#### Study material
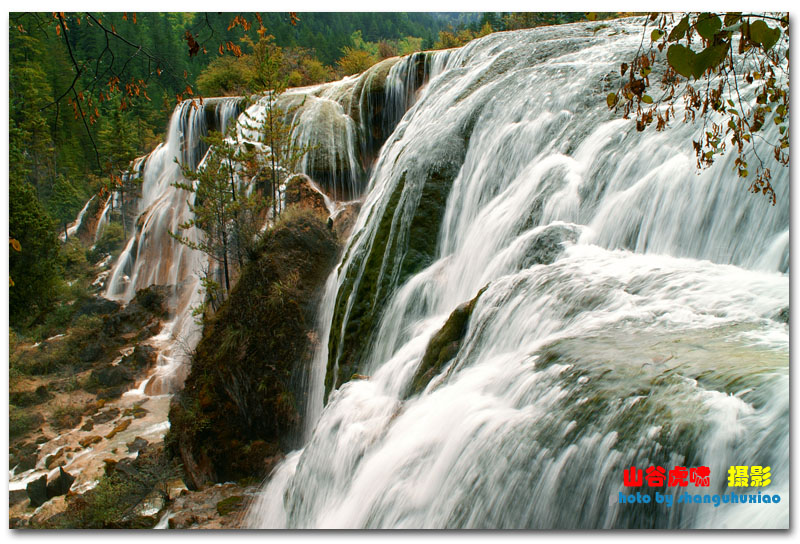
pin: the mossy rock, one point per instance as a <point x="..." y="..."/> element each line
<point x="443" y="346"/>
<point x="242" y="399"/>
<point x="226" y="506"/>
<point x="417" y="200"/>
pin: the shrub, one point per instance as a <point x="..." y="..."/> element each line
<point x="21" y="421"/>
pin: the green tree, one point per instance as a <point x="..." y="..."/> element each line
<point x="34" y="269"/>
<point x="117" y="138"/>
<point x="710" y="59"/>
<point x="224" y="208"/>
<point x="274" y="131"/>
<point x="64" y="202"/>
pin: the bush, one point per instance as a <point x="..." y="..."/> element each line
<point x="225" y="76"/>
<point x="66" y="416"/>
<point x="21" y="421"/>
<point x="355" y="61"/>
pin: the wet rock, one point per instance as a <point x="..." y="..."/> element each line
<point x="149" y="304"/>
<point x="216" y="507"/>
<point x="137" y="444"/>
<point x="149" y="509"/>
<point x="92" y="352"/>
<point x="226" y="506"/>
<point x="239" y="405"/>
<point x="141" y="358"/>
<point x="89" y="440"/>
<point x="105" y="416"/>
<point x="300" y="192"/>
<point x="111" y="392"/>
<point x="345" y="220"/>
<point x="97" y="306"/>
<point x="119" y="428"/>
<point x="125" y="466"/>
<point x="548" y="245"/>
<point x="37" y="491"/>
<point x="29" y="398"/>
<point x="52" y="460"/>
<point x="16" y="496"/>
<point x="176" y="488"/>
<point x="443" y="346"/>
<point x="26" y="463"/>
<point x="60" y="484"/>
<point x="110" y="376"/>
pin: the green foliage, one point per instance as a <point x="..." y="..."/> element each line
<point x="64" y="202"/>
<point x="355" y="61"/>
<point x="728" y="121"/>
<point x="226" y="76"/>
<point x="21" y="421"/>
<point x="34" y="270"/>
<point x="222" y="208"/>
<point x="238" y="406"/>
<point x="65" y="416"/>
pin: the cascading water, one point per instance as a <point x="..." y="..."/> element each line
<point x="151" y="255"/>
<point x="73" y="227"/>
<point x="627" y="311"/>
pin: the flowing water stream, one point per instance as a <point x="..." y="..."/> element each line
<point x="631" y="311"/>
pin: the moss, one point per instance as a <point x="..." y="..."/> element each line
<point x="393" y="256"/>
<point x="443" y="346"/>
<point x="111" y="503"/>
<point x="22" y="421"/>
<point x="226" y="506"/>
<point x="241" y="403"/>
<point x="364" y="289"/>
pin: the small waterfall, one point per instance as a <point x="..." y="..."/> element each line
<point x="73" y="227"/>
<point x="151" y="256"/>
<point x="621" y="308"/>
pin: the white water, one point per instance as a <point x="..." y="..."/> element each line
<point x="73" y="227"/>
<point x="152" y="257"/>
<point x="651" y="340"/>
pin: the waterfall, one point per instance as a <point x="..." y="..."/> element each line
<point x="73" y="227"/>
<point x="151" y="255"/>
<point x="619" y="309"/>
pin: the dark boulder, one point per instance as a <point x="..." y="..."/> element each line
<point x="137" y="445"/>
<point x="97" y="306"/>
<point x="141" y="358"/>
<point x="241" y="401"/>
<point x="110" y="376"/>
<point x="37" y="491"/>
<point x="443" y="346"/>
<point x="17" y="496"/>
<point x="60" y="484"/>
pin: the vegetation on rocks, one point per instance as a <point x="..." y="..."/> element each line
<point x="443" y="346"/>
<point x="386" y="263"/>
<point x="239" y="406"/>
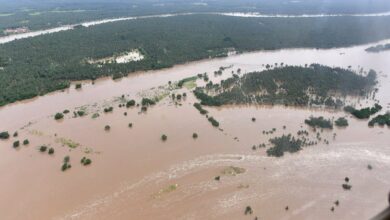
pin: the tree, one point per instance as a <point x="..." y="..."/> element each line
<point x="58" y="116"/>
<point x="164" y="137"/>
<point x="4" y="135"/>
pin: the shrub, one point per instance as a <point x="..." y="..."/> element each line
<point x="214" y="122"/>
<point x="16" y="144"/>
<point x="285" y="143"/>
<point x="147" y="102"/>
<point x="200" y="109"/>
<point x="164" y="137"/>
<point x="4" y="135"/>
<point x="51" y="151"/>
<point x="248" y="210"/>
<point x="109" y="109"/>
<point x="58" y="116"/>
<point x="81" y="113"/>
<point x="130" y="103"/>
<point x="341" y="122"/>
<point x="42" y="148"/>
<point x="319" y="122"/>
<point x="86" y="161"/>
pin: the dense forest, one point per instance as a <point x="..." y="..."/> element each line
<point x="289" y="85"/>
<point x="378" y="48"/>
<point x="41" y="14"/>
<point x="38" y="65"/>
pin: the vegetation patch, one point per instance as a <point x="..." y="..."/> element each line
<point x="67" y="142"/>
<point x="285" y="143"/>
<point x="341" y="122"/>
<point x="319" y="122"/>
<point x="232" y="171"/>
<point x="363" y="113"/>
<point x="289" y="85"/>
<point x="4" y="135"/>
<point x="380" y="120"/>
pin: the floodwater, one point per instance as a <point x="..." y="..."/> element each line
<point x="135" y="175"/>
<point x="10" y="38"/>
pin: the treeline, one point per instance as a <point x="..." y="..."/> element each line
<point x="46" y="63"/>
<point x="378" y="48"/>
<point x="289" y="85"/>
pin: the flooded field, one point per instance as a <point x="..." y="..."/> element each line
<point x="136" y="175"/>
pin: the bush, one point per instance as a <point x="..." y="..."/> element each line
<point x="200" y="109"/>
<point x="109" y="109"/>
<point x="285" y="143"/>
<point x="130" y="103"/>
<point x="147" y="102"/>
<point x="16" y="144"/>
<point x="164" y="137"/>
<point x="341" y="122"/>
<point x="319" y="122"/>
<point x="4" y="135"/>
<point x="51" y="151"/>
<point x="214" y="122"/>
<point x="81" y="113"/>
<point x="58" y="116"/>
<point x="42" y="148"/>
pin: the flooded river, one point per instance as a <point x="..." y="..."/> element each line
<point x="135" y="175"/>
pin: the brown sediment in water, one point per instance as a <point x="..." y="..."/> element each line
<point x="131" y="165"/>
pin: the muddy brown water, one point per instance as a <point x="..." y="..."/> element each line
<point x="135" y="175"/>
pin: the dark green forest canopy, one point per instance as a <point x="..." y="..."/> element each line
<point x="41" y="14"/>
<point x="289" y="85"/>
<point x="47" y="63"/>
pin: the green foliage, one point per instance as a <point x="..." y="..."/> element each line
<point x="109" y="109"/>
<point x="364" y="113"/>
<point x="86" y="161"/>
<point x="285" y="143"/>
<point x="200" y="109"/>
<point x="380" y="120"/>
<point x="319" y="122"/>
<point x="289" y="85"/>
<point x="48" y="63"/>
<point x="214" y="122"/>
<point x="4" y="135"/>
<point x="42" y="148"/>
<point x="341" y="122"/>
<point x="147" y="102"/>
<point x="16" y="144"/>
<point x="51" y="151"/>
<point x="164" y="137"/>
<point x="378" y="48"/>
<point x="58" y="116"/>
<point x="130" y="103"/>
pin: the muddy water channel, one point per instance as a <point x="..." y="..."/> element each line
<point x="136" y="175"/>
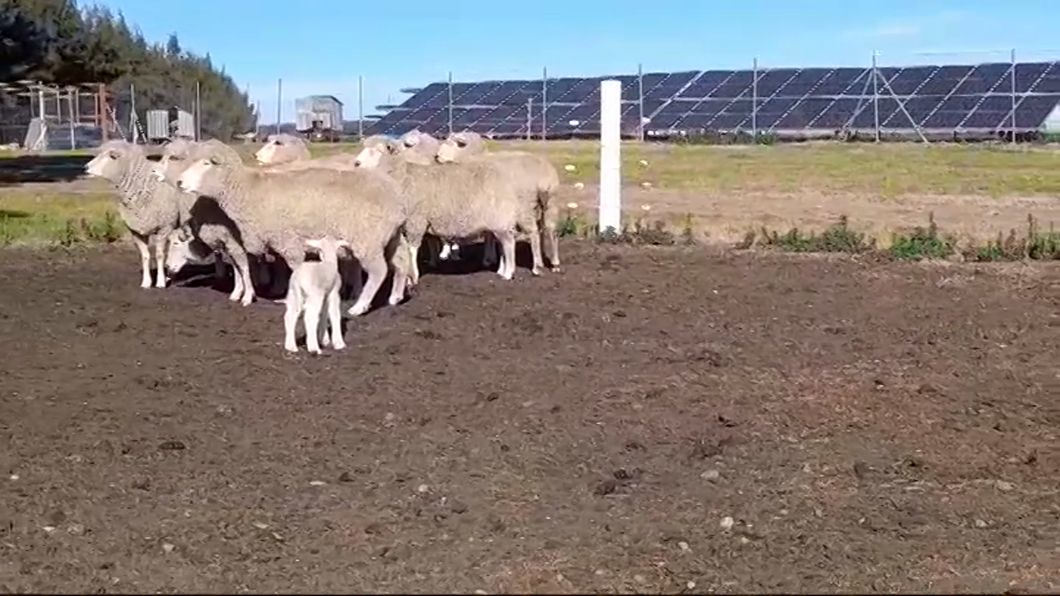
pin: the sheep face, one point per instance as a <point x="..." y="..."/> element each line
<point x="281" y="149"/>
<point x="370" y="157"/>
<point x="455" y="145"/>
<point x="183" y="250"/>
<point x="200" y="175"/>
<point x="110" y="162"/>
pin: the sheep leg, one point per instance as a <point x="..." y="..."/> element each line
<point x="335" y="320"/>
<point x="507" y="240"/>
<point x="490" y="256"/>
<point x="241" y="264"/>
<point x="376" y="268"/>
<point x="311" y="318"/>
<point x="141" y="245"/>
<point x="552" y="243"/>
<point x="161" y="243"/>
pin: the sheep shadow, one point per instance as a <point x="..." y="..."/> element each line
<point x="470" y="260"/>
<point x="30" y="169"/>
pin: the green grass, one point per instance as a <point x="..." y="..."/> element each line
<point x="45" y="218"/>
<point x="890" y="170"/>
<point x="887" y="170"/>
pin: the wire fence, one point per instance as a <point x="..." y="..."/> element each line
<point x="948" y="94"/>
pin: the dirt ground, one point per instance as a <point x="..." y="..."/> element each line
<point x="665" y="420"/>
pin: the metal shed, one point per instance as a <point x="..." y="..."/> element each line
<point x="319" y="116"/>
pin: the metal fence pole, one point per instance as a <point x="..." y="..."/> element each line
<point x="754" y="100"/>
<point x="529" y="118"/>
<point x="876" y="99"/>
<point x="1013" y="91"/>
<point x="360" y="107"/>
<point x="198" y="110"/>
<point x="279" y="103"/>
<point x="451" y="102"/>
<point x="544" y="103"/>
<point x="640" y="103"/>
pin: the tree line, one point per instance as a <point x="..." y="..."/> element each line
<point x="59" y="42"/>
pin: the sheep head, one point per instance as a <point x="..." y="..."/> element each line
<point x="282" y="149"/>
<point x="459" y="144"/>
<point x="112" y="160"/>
* * *
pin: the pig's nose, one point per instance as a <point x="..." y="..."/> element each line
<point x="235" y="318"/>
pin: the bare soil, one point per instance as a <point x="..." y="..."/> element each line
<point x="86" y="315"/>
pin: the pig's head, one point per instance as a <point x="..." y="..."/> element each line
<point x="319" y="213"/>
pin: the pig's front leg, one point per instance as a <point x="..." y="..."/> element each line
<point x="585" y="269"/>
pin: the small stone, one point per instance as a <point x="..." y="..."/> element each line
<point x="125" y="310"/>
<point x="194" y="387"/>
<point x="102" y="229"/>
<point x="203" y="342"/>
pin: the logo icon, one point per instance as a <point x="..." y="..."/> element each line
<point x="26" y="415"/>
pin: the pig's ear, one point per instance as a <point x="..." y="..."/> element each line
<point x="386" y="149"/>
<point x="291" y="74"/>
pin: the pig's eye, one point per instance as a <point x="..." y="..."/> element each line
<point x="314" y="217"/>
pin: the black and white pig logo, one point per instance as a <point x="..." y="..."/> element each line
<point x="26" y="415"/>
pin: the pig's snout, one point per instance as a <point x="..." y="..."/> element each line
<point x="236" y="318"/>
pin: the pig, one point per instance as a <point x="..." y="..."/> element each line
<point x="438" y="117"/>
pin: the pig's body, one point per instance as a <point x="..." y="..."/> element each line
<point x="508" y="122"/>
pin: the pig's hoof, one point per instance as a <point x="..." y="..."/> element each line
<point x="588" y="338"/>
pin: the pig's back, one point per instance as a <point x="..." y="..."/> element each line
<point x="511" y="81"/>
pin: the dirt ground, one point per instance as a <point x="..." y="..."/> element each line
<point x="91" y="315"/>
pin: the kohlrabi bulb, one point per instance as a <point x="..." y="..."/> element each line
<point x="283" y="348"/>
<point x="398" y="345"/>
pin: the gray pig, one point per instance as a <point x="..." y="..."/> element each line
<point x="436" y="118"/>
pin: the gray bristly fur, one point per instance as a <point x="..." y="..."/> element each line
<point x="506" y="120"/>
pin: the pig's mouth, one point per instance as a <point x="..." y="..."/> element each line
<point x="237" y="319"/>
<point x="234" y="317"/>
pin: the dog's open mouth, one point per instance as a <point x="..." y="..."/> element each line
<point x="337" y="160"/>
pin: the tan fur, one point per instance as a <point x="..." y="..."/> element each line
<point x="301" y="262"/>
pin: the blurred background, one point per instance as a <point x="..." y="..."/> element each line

#### Aim of the exercise
The lines above, starting at the one with "pin: the pig's hoof, one" and ending at the one with "pin: the blurred", are the only ones to return, exactly as written.

#### Solution for this task
pin: the pig's hoof, one point per instance as a <point x="..." y="..."/> element each line
<point x="588" y="338"/>
pin: the pig's back, one point per instance as a <point x="..." y="..."/> element each line
<point x="511" y="81"/>
pin: the dirt ground, one point per instance as a <point x="..." y="..."/> element each line
<point x="91" y="315"/>
pin: the kohlrabi bulb, one point per instance as a <point x="..." y="..."/> element each line
<point x="283" y="348"/>
<point x="398" y="345"/>
pin: the gray pig, one point per instance as a <point x="..." y="..."/> element each line
<point x="436" y="118"/>
pin: the gray bristly fur, one point per instance as a <point x="..." y="..."/> element each line
<point x="506" y="120"/>
pin: the pig's mouth, one point per instance as a <point x="..." y="..."/> element each line
<point x="237" y="319"/>
<point x="234" y="317"/>
pin: the dog's open mouth, one point per instance as a <point x="..." y="..."/> element each line
<point x="337" y="160"/>
pin: the tan fur, one point per instance as a <point x="..." y="..."/> element each line
<point x="301" y="262"/>
pin: the blurred background, one point per instance as a <point x="..." y="..."/> element each line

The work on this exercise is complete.